> Required work:
Reproduce each line from the records that holds "instance".

-------------------------

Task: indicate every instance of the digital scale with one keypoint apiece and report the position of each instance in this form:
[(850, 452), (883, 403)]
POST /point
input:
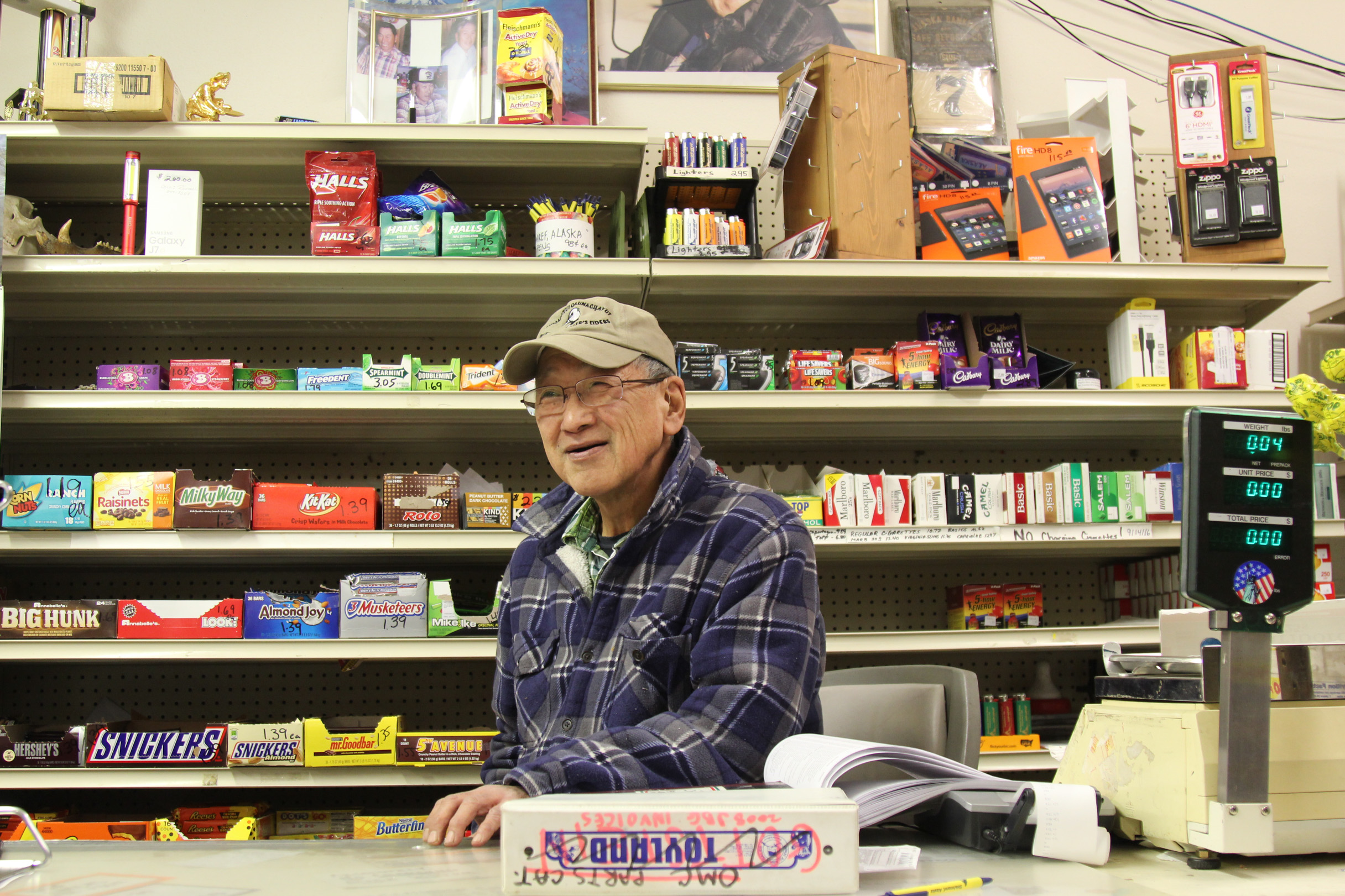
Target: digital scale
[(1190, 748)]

-------------------------

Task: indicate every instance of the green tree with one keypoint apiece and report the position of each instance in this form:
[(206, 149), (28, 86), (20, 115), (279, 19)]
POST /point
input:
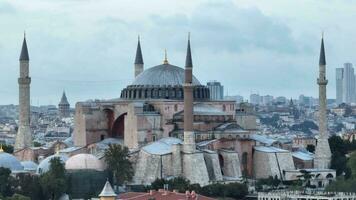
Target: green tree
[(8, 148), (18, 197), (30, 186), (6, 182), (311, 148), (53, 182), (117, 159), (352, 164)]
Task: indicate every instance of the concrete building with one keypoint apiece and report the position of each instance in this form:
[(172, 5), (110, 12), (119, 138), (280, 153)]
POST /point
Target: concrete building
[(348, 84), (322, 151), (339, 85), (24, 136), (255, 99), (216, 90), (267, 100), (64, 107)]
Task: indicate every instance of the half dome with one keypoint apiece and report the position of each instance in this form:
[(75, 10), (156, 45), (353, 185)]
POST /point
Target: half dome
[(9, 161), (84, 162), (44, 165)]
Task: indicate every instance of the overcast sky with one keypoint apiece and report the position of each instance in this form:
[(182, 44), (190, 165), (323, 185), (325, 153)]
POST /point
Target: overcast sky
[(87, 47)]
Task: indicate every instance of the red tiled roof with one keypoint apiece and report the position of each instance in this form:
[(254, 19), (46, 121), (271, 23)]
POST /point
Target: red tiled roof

-------------------------

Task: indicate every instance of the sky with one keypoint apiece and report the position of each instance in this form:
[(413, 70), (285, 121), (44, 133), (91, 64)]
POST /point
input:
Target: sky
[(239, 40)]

-------------------------

> Solved exercise:
Task: indicate every instance of the digital scale with one keypoint apiece and report the position of each instance in this form:
Task: indicate every instance of the green tree with one keypoint apiece and report the position of each instance in this form:
Task: indicate every instance of the concrete building with one keypoint apiece and report the position of each instance in this form:
Task: indicate every instance of the half dome with one keypoint apiece and report the position of each instance in this form:
Task: indicate every instance of the overcast sky with one keypoint apiece and report the position of each instance in this form:
Task: indicate every instance of the red tiled roof with one keypoint apiece and report the position of each instance in this form:
Task: indicate every instance of the sky with one keypoint apiece and report the position of each instance in this form:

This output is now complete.